• _Entries shown_:

* * * * * * *

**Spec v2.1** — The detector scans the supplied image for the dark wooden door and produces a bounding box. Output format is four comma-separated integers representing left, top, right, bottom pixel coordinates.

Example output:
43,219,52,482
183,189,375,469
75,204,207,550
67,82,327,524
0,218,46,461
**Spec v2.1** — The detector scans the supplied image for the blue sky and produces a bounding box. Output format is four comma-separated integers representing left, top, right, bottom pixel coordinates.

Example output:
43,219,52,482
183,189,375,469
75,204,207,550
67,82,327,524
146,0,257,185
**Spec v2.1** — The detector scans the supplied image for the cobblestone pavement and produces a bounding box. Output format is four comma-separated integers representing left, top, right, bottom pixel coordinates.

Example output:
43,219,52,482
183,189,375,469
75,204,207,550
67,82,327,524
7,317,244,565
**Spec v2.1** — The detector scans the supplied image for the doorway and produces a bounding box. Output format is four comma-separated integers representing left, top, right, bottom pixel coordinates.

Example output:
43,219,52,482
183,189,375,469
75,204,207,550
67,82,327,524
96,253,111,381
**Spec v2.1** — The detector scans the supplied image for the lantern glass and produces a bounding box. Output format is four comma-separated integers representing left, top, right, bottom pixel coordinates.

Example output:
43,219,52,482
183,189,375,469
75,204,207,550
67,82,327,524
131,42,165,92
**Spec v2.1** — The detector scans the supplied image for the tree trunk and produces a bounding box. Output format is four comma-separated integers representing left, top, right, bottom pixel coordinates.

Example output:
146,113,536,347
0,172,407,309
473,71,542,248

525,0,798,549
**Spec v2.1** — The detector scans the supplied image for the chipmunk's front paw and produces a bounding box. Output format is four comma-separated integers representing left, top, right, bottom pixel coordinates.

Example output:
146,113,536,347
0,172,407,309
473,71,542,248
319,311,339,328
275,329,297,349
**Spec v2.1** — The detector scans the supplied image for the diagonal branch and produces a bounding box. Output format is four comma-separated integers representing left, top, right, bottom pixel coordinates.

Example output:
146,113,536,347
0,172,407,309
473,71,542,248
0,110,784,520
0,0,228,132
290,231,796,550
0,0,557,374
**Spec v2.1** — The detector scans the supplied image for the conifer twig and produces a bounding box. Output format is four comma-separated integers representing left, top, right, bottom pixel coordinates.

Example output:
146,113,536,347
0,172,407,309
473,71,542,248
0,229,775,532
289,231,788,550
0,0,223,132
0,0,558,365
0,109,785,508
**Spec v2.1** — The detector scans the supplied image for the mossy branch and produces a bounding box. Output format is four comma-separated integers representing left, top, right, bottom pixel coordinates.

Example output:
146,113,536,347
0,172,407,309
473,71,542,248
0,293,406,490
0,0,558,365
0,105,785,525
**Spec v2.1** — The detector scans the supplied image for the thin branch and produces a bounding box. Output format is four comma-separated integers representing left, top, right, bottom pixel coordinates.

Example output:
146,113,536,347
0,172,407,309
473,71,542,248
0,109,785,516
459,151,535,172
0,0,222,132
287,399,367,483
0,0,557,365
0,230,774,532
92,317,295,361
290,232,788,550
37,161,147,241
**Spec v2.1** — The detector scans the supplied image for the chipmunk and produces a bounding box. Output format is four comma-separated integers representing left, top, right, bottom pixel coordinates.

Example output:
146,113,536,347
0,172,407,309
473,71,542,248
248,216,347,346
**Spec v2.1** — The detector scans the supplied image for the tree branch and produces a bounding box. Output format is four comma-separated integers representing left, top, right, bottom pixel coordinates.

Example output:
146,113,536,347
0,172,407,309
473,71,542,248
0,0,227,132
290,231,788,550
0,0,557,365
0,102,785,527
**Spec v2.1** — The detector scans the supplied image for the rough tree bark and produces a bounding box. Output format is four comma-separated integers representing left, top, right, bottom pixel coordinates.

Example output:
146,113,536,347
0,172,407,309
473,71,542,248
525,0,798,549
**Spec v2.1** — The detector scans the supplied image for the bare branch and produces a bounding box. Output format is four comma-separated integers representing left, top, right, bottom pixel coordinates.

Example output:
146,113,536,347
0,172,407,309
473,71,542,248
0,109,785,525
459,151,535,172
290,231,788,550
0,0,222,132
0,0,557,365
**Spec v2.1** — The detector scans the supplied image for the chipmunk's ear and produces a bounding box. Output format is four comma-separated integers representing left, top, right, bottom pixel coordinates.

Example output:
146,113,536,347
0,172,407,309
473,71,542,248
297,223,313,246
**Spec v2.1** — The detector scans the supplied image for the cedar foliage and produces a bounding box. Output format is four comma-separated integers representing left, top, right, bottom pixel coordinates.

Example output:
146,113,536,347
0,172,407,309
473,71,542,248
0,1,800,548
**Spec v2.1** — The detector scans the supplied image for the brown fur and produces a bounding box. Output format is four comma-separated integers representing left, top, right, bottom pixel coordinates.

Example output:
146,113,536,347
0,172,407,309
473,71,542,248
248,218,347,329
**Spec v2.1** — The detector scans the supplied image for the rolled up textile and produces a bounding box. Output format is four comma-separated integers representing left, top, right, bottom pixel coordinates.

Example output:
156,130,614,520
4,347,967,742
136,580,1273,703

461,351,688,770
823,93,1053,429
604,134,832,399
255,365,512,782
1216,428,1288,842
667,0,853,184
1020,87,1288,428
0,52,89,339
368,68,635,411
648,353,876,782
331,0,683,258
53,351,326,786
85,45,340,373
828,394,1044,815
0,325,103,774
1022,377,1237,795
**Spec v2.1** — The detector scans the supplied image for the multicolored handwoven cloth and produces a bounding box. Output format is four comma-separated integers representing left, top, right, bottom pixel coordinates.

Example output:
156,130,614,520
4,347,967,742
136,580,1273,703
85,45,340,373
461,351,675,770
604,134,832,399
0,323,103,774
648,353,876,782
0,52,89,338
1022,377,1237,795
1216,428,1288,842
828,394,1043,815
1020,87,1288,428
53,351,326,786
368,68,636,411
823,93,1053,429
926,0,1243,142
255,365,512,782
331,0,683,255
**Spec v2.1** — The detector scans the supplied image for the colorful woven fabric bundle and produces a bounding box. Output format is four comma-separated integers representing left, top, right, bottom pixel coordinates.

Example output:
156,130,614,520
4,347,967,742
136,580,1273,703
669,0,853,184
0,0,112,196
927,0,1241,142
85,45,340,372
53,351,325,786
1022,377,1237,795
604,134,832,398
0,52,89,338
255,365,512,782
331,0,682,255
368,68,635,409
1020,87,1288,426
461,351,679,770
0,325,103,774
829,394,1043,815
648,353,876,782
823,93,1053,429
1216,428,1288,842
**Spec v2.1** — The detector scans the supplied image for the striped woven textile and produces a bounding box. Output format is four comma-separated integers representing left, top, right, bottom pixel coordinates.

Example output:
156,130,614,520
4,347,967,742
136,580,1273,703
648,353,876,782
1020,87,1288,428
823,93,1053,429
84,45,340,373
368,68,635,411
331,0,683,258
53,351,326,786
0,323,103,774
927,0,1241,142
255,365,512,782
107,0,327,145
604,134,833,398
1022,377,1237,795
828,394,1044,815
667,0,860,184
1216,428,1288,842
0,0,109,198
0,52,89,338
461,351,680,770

* * * * * * *

• _Your instructions_: Render everything from the line containing "for the cobblestone" down to the line containing "96,253,111,381", both lines included, as a JSON list of strings with one string per line. Leave out blank lines.

• _Exercise response_:
[
  "**Spec v2.1** — The detector scans the supplied image for the cobblestone pavement and produces a bounding box. Output format is four comma-separated integers representing left, top, right, bottom pixel coordinates.",
  "Example output:",
  "43,219,52,482",
  "183,189,375,469",
  "75,204,207,550",
  "67,82,327,524",
  "7,317,244,565",
  "**Spec v2.1** — The detector scans the supplied image for the doorway and produces a bounding box. Output format is four comma-separated integers representing left, top, right, bottom pixel coordinates.",
  "Example output:",
  "43,219,52,482",
  "183,189,375,469",
  "75,204,207,550",
  "67,82,327,524",
  "96,253,111,381"
]